◆ WHAT YOU SHOULD DO ◆
Each entry below should be written out exactly as it is, with no pictures.

◆ EXTRACTED INFORMATION ◆
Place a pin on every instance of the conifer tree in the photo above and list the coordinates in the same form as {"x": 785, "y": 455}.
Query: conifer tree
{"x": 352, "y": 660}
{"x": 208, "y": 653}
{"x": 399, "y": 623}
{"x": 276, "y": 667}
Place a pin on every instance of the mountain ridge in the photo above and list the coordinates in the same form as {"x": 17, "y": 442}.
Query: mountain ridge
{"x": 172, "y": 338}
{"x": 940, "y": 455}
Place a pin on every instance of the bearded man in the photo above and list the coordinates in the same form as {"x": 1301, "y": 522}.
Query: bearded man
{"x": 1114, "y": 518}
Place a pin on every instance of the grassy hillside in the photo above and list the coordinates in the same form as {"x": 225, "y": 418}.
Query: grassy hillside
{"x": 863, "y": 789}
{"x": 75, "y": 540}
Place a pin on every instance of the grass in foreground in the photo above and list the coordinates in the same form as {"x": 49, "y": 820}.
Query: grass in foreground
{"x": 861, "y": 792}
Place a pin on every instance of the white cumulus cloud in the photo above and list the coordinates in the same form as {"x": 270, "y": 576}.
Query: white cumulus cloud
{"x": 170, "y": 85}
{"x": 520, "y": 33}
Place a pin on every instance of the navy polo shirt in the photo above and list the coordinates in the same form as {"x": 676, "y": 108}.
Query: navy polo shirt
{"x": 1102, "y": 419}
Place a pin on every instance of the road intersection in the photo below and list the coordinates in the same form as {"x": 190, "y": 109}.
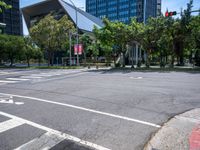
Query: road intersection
{"x": 107, "y": 109}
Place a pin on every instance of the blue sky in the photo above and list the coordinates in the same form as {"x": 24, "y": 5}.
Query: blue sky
{"x": 174, "y": 5}
{"x": 171, "y": 5}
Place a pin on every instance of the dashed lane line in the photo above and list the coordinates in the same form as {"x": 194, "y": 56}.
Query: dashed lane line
{"x": 6, "y": 81}
{"x": 31, "y": 77}
{"x": 46, "y": 141}
{"x": 52, "y": 133}
{"x": 86, "y": 109}
{"x": 17, "y": 79}
{"x": 7, "y": 125}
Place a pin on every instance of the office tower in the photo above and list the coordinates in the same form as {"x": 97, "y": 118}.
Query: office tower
{"x": 124, "y": 10}
{"x": 12, "y": 18}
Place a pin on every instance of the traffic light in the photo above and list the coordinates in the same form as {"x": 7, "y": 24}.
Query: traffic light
{"x": 169, "y": 14}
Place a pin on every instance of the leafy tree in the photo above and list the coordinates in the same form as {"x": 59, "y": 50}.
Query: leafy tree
{"x": 51, "y": 35}
{"x": 86, "y": 40}
{"x": 194, "y": 39}
{"x": 30, "y": 50}
{"x": 13, "y": 47}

◆ SOLUTION TO THE EXERCISE ◆
Place a pin on every instance of the conifer tree in the photo above and list the coordinates in the same form as {"x": 785, "y": 455}.
Query: conifer tree
{"x": 352, "y": 660}
{"x": 208, "y": 653}
{"x": 399, "y": 623}
{"x": 276, "y": 667}
Place a pin on every instance of the mountain ridge in the photo above and list the coordinates in the same form as {"x": 17, "y": 442}.
Query: mountain ridge
{"x": 172, "y": 338}
{"x": 940, "y": 455}
Place a pin on every instance of the bearded man in the photo above and list the coordinates in the same form as {"x": 1301, "y": 522}.
Query: bearded man
{"x": 1114, "y": 518}
Place a pin on every instance of the grassy hillside in the photo above and list the coordinates in the same form as {"x": 225, "y": 418}.
Query: grassy hillside
{"x": 863, "y": 789}
{"x": 75, "y": 540}
Place a pin on every instance of the grass in foreground in the photo above and list the coordinates in the same form as {"x": 49, "y": 820}.
Query: grass in foreground
{"x": 861, "y": 792}
Place a pin on every instance of the white cumulus cloud in the photo above and list the coordinates in the same form as {"x": 270, "y": 576}.
Query: white cumulus cloud
{"x": 170, "y": 85}
{"x": 520, "y": 33}
Place a pin on every instance of the navy polo shirt in the photo above and list the coordinates in the same form as {"x": 676, "y": 108}.
Query: navy polo shirt
{"x": 1102, "y": 419}
Place a pin on every instance of the road intersection in the photo below and list the coordinates in the same form as {"x": 190, "y": 109}.
Query: road intersection
{"x": 107, "y": 109}
Place a pin on every instance of the blue sky in the photo above and list the coordinates in the same form as {"x": 24, "y": 5}.
Query: blue sky
{"x": 174, "y": 5}
{"x": 171, "y": 5}
Place a pin on every instance of the dashed lane line in the photo above and list the coordinates in the same form as {"x": 194, "y": 56}.
Query: dashed lane line
{"x": 6, "y": 81}
{"x": 31, "y": 77}
{"x": 46, "y": 141}
{"x": 52, "y": 133}
{"x": 86, "y": 109}
{"x": 17, "y": 79}
{"x": 7, "y": 125}
Place a pin on every instance of the office tower in the photo above and list the coordinates in the same form as {"x": 97, "y": 118}.
Query: office tower
{"x": 124, "y": 10}
{"x": 12, "y": 18}
Place a pin on every instance of the traffic light in the photo above and list the coordinates in the same form as {"x": 7, "y": 24}.
Query: traffic light
{"x": 169, "y": 14}
Place a pin on every instance of the leafy tree in the photo above and list the coordinates in the same form as {"x": 59, "y": 50}.
Query: leafy tree
{"x": 51, "y": 35}
{"x": 86, "y": 40}
{"x": 194, "y": 39}
{"x": 30, "y": 50}
{"x": 13, "y": 47}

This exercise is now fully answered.